■ Excerpted text:
--*--

Doctoral fellow - Lab for Pediatric Oncogenomics, Center for Medical Genetics (Faculty of Medicine and Health Sciences, UGent)
Principal investigator: prof. Frank Speleman (PhD)
Neuroblastoma (NB) is the most common extracranial solid tumor in children characterized by poor overall survival rates. The tumor arises from neural crest cells during early embryonic development due to the deregulation of signaling pathways important for the development of the peripheral nervous system. Considering that NB is a childhood cancer, it is of utmost importance that we look for more targeted therapies which are associated with higher efficiencies and reduced toxicities.
Importantly, in a tumor entity like NB characterized by a low mutational burden, the number of druggable genes for targeted therapy is limited. Interestingly though, translational addiction is now becoming recognized as a significant mechanism for cancer cells to upregulate non-mutated replicative stress-resistor genes, to which they become dependent for survival. With regards to NB, many of the candidate dependency genes are functionally connected to the Aurora Kinase A enzyme, highlighting the potential of the latter as a novel therapeutic target in NB.

--*--

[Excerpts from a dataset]

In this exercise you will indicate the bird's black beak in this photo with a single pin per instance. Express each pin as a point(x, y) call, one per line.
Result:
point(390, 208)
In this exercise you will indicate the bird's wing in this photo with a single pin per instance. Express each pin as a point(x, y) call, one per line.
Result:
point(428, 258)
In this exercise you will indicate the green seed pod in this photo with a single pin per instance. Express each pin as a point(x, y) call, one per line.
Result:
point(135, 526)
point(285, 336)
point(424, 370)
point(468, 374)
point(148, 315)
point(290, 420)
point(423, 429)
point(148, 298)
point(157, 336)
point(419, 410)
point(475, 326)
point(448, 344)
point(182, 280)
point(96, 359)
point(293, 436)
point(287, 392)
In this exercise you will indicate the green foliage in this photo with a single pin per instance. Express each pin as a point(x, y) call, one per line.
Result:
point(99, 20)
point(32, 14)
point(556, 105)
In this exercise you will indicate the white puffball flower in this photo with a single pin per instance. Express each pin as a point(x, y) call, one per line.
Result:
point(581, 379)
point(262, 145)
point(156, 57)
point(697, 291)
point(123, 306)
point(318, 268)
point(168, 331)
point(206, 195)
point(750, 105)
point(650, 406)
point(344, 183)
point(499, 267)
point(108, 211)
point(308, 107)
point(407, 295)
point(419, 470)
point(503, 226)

--*--

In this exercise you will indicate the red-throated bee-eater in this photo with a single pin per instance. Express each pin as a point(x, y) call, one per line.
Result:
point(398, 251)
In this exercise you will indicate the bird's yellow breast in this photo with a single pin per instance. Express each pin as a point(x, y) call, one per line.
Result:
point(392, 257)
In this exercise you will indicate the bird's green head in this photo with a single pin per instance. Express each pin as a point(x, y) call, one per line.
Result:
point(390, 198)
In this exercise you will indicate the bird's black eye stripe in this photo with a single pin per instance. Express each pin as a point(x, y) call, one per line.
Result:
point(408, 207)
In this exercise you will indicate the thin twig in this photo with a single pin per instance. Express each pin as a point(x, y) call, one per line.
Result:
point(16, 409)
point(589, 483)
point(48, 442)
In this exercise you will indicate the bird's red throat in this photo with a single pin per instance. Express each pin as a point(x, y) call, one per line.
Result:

--*--

■ List of tasks:
• a. In the neuroblastoma text, what enzyme are many of the candidate dependency genes functionally connected to?
• b. Return everything in the neuroblastoma text from "Neuroblastoma (NB) is" down to "and reduced toxicities.", copied exactly.
The records are separate material with no connection to the text.

■ Task-by-task outputs:
• a. The Aurora Kinase A enzyme.

• b.
Neuroblastoma (NB) is the most common extracranial solid tumor in children characterized by poor overall survival rates. The tumor arises from neural crest cells during early embryonic development due to the deregulation of signaling pathways important for the development of the peripheral nervous system. Considering that NB is a childhood cancer, it is of utmost importance that we look for more targeted therapies which are associated with higher efficiencies and reduced toxicities.